▶ **Problem to work on**: Transcribe the humanin text below from "Therapeutic data are" to "humanin or HNG.".

▶ **Selected passage**:
Humanin is unusual among peptides because of where its instructions live. Most of the proteins your cells make are encoded in the nucleus. Humanin is encoded inside mitochondrial DNA, in a short open reading frame that overlaps the 16S ribosomal RNA gene (MT-RNR2). That makes it one of the first described mitochondrial-derived peptides, a small class of signaling molecules read out of the mitochondrial genome itself.
The peptide is 24 amino acids long. It was first reported in 2001 by Nishimoto's group, who were screening a cDNA library from the brain of an Alzheimer's patient, looking for genes that kept neurons alive under stress. The clone that protected cells turned out to be humanin (Hashimoto et al., PNAS; review in Yen et al., 2013).
What it is and how it is thought to work
Humanin is best described as a cytoprotective and anti-apoptotic signaling peptide. The proposed mechanisms come mostly from cell and animal work:
- It binds IGFBP-3 and interferes with the pro-apoptotic role of that protein.
- It interacts with Bax and related BCL-2-family proteins to block the mitochondrial apoptosis pathway.
- Outside the cell, it acts through a receptor complex (CNTFR / WSX-1 / gp130) and formyl peptide receptors, switching on STAT3, ERK1/2 and AKT signaling (Cobb et al., Oncotarget 2016).
A synthetic variant called HNG (a serine-to-glycine swap at position 14) is reported to be roughly 1,000-fold more potent than native humanin in protective assays, which is why a lot of the animal literature uses HNG rather than the natural sequence.
State of the evidence
There are two very different bodies of evidence here, and it helps to keep them apart.
Observational human data are real. Circulating humanin can be measured in human blood, and several studies report that levels fall with age. Children of centenarians, who are themselves more likely to reach very old age, tend to have higher humanin levels than age-matched controls. Work linking humanin to cognitive aging in both mice and humans was published in Scientific Reports in 2018 (Yen et al.). So as a biomarker and a piece of mitochondrial biology, humanin is genuinely studied in people.
Therapeutic data are not. The protective effects in Alzheimer's models, diabetes, atherosclerosis, heart injury and macular degeneration come from cell cultures and animals. A 2023 review of humanin and its analogues for neuroprotection states plainly that the evidence is preclinical and that substantial work remains before any clinical use (Mamais et al., *Biology* 2023). We did not find completed human therapeutic trials of humanin or HNG.

▶ **Records supplied**:

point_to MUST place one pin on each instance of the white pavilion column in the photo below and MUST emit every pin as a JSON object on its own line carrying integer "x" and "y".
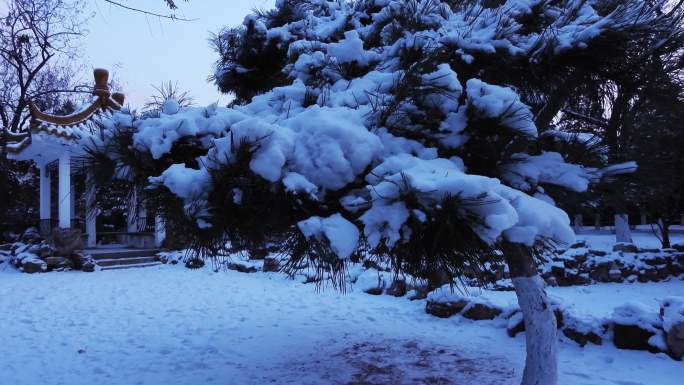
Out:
{"x": 159, "y": 230}
{"x": 91, "y": 211}
{"x": 132, "y": 220}
{"x": 622, "y": 231}
{"x": 64, "y": 195}
{"x": 45, "y": 214}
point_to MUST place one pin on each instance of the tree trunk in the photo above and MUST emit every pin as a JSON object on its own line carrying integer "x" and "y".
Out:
{"x": 597, "y": 222}
{"x": 578, "y": 223}
{"x": 664, "y": 233}
{"x": 622, "y": 231}
{"x": 540, "y": 322}
{"x": 556, "y": 100}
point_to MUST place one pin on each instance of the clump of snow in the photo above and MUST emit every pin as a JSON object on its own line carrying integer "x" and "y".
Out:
{"x": 351, "y": 49}
{"x": 502, "y": 103}
{"x": 187, "y": 183}
{"x": 342, "y": 235}
{"x": 638, "y": 314}
{"x": 672, "y": 312}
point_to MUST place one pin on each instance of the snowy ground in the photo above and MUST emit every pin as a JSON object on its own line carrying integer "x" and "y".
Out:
{"x": 171, "y": 325}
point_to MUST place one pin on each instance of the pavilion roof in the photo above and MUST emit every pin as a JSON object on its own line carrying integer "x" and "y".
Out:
{"x": 72, "y": 127}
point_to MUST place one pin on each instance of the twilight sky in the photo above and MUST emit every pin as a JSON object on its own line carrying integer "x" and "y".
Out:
{"x": 143, "y": 51}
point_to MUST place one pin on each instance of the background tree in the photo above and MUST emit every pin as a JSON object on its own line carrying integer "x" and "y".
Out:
{"x": 38, "y": 52}
{"x": 413, "y": 132}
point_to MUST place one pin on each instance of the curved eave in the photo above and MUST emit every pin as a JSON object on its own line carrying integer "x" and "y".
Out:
{"x": 102, "y": 103}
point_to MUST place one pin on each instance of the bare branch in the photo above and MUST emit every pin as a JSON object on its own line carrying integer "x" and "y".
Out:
{"x": 171, "y": 5}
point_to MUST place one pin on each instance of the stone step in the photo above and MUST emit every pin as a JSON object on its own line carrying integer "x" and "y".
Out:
{"x": 100, "y": 254}
{"x": 125, "y": 261}
{"x": 133, "y": 266}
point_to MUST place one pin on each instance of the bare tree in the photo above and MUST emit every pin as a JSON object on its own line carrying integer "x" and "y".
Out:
{"x": 167, "y": 91}
{"x": 38, "y": 46}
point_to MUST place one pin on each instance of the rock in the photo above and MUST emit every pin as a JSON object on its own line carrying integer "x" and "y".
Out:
{"x": 582, "y": 338}
{"x": 240, "y": 267}
{"x": 601, "y": 272}
{"x": 419, "y": 292}
{"x": 654, "y": 260}
{"x": 34, "y": 265}
{"x": 194, "y": 263}
{"x": 516, "y": 324}
{"x": 398, "y": 288}
{"x": 672, "y": 314}
{"x": 45, "y": 250}
{"x": 89, "y": 266}
{"x": 481, "y": 311}
{"x": 625, "y": 247}
{"x": 578, "y": 245}
{"x": 445, "y": 309}
{"x": 614, "y": 274}
{"x": 633, "y": 337}
{"x": 271, "y": 265}
{"x": 374, "y": 291}
{"x": 59, "y": 263}
{"x": 634, "y": 326}
{"x": 34, "y": 249}
{"x": 31, "y": 235}
{"x": 66, "y": 241}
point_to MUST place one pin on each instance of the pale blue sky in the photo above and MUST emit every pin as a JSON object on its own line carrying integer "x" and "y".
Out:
{"x": 144, "y": 50}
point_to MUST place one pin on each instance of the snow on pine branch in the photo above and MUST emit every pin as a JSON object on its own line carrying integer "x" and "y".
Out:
{"x": 370, "y": 119}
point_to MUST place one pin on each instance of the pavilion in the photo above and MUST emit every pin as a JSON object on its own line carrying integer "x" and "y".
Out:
{"x": 55, "y": 143}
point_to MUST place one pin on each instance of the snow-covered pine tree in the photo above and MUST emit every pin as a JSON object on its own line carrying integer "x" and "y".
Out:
{"x": 388, "y": 128}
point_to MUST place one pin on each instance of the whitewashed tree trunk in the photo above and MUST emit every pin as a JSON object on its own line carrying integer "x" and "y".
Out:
{"x": 622, "y": 231}
{"x": 541, "y": 365}
{"x": 540, "y": 332}
{"x": 578, "y": 223}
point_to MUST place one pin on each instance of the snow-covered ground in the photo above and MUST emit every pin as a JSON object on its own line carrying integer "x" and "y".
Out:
{"x": 171, "y": 325}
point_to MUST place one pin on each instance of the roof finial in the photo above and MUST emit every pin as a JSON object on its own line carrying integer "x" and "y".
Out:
{"x": 101, "y": 79}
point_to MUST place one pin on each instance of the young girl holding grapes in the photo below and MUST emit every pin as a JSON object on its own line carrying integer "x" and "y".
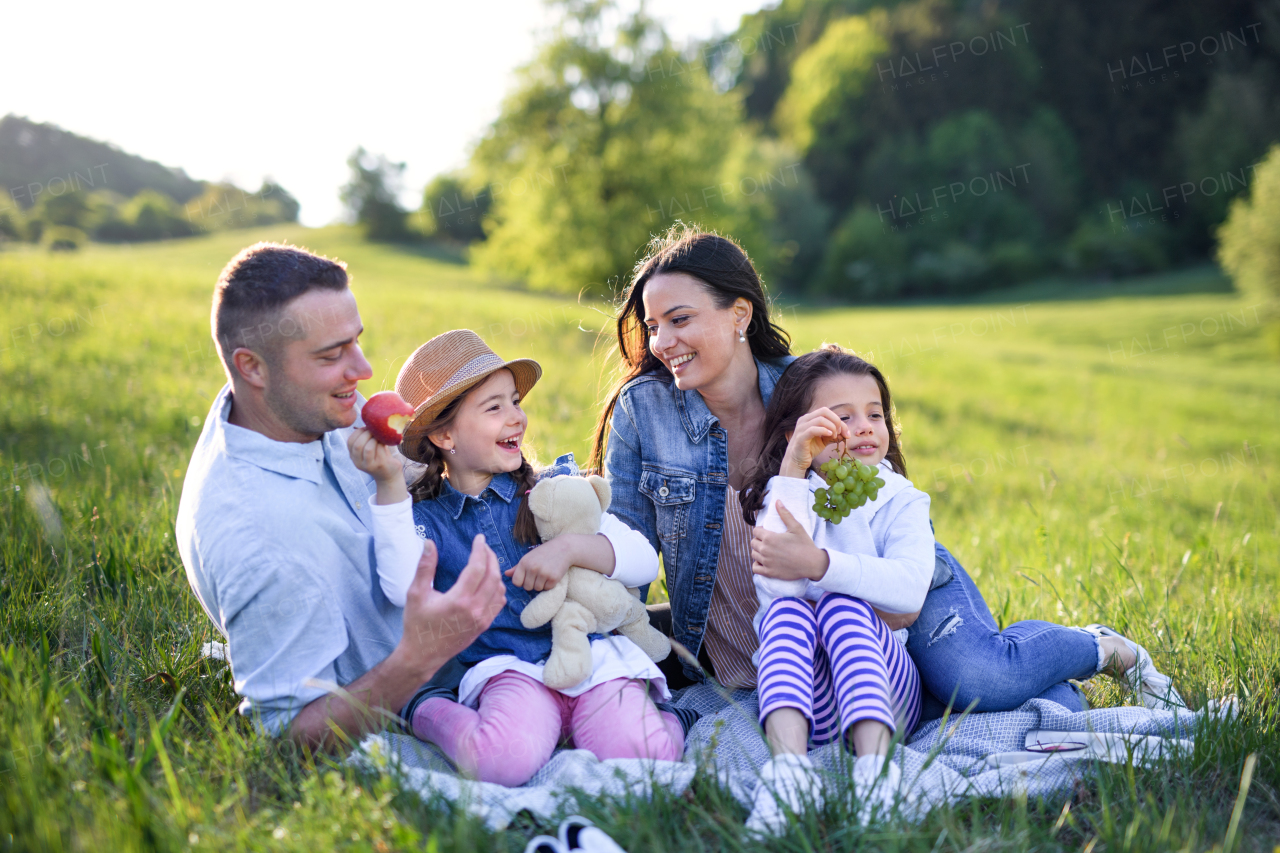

▶ **The answer**:
Therapeutic data are not. The protective effects in Alzheimer's models, diabetes, atherosclerosis, heart injury and macular degeneration come from cell cultures and animals. A 2023 review of humanin and its analogues for neuroprotection states plainly that the evidence is preclinical and that substantial work remains before any clinical use (Mamais et al., *Biology* 2023). We did not find completed human therapeutic trials of humanin or HNG.